Saved data entries
----

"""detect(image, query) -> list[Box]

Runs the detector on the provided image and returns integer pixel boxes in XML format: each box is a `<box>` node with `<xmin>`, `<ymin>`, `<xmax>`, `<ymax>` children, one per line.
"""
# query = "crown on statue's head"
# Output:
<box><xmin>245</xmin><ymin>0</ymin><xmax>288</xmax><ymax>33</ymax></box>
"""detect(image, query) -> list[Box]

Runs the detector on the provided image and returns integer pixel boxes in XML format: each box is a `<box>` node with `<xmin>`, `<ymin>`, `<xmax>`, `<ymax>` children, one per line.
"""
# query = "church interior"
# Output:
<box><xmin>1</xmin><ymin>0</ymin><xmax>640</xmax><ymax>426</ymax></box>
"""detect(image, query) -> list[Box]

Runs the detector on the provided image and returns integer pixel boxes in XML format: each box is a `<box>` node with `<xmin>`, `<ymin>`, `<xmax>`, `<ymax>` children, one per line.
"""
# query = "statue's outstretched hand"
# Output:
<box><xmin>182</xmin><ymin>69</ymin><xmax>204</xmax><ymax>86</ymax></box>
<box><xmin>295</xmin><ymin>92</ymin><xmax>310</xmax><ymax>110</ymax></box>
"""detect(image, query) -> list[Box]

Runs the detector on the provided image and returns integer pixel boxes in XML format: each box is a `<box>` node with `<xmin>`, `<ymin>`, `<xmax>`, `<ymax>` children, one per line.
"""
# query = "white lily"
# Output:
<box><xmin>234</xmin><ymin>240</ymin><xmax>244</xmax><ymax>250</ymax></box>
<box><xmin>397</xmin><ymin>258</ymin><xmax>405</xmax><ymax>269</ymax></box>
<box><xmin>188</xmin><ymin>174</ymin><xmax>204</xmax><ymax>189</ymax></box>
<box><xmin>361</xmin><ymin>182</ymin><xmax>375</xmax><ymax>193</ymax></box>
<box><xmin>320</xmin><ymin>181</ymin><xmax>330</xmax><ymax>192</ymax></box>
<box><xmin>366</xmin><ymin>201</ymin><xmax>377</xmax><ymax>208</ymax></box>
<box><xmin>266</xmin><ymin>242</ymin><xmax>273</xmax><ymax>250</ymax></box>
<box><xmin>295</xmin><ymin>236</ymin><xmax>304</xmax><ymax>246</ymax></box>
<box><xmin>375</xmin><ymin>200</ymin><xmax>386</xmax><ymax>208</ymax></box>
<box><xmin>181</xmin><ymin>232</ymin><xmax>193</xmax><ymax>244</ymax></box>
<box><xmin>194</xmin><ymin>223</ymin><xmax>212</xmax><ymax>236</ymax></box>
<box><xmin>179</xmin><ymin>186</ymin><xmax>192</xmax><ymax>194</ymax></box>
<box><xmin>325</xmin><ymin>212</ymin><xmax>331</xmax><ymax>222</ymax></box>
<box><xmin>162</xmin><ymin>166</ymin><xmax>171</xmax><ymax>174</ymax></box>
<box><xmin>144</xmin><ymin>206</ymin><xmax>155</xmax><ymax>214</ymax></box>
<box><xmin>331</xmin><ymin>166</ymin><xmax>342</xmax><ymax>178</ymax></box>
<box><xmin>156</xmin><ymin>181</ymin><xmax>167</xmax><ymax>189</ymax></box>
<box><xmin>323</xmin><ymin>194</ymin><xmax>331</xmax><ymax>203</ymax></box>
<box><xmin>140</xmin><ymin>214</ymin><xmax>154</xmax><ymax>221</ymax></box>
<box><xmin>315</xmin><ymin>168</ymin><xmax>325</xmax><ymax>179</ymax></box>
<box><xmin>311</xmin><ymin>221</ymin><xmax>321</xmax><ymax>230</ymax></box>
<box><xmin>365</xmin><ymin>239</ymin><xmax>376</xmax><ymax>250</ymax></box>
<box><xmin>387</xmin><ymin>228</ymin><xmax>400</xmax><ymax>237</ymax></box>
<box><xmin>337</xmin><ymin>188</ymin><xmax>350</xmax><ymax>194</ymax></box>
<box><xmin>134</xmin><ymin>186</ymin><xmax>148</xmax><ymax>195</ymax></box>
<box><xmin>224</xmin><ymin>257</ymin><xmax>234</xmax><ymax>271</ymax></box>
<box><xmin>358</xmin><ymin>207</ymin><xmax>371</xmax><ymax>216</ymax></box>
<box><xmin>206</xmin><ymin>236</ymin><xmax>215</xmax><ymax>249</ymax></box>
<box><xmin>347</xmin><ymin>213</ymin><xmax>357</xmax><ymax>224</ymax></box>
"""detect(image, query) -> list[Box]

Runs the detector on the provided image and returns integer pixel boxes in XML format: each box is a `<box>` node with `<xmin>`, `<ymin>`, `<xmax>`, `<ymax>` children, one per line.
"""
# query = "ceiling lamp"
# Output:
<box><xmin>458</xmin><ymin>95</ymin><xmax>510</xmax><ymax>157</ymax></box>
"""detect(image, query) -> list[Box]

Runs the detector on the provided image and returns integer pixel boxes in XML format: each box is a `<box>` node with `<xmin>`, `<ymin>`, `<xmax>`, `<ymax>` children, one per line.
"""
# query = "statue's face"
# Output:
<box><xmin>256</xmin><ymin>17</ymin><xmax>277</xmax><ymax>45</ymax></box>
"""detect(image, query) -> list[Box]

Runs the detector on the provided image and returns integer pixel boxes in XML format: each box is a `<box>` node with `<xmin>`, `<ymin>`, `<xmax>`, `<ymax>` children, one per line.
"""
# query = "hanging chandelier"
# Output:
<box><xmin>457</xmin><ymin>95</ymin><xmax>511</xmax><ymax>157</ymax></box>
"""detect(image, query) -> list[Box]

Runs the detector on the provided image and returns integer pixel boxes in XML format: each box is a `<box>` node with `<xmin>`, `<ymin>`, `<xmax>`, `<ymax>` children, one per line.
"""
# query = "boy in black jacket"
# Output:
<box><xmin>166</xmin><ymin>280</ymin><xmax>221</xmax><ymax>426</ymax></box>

----

Directions for this task
Show each line in the data where the string "statue" appears.

Task answer
# query = "crown on statue's head"
# query = "statue's outstretched hand"
# query = "statue's face"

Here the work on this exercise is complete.